Data excerpts:

****************************************

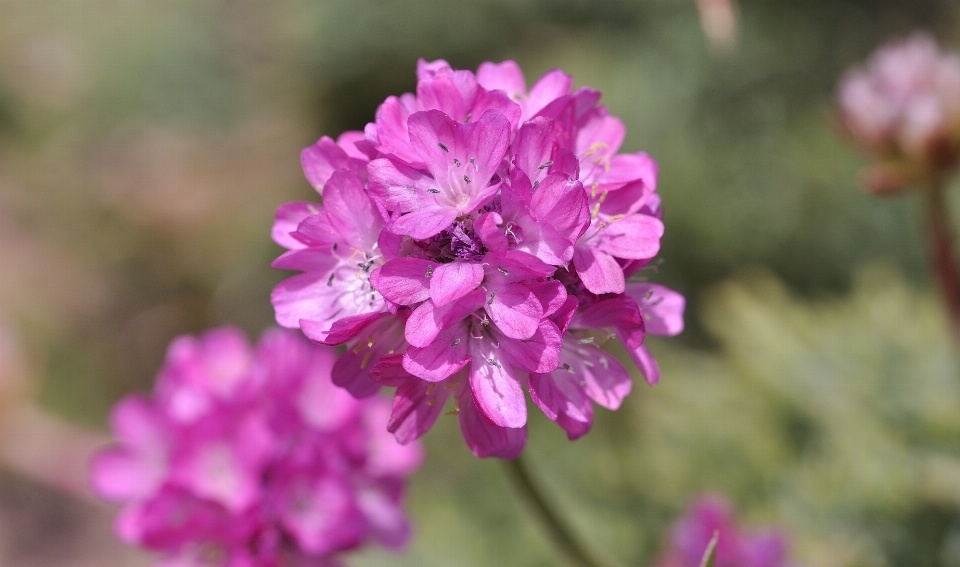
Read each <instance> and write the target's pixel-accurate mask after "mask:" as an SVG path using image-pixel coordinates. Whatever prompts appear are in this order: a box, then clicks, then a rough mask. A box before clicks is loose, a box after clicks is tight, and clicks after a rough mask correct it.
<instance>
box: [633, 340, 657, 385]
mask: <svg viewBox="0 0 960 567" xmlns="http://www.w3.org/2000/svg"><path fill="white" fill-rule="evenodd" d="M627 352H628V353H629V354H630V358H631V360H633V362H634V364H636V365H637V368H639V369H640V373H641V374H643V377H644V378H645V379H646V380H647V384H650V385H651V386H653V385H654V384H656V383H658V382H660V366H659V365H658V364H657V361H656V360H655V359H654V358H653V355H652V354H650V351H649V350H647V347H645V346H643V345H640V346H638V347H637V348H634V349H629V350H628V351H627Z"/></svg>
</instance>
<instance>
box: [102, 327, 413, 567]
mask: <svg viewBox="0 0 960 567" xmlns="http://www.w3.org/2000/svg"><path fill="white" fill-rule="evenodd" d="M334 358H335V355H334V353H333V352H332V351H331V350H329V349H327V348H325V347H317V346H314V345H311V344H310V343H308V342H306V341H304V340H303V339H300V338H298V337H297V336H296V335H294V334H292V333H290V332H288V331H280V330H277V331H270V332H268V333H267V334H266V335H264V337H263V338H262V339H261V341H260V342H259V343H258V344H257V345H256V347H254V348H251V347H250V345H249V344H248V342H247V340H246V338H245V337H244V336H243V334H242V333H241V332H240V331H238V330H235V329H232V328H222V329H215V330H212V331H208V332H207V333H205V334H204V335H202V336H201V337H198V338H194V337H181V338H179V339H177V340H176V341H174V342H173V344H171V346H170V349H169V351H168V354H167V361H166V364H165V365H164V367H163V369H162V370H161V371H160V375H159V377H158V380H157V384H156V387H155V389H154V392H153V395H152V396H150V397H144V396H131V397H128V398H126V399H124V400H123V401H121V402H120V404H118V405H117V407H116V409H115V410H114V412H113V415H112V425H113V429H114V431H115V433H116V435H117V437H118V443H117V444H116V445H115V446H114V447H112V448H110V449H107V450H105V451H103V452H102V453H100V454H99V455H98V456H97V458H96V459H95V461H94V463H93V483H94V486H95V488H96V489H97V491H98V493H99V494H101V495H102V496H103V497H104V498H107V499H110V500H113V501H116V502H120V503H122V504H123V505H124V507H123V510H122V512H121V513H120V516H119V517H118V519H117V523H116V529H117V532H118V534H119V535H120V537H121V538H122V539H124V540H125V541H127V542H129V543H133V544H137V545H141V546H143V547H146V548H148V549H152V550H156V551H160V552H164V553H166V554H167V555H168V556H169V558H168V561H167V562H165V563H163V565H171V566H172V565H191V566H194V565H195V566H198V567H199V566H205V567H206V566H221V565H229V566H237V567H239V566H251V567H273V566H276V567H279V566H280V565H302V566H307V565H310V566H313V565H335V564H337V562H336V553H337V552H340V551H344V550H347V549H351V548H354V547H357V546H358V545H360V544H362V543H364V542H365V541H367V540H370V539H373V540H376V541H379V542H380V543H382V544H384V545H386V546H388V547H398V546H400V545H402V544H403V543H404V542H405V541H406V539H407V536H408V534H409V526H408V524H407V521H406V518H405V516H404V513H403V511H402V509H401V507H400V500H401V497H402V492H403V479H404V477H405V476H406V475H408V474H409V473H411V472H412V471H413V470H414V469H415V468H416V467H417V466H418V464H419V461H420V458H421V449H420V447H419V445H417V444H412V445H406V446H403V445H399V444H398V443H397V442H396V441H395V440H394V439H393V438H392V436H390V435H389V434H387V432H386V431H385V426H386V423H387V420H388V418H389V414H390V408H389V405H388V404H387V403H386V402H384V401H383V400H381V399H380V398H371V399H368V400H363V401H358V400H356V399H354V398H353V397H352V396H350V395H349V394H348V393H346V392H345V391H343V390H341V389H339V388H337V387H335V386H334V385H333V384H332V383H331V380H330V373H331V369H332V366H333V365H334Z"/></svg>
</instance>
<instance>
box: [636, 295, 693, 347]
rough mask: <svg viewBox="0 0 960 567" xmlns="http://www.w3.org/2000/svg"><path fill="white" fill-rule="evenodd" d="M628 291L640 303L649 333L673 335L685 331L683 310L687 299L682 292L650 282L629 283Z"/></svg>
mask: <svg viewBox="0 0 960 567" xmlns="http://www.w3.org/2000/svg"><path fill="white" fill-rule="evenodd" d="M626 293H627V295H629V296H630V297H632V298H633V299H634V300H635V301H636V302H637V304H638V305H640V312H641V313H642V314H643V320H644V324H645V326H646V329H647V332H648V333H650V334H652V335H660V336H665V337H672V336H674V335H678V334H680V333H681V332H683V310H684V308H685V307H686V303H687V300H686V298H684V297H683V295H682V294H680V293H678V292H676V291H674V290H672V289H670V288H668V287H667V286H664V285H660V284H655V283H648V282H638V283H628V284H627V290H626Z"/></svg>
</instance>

****************************************

EXERCISE: Locate each line in the entries above that contains the string "target", and copy those lines.

EXERCISE RESPONSE:
Read each <instance> and write the target's pixel-accurate mask after "mask:" as an SVG path using image-pixel coordinates. Whatever prompts appear are in this order: a box, then clicks, then a rough mask. A box before clicks is loose, a box after clicks is tight, and clicks after a rough mask correct it.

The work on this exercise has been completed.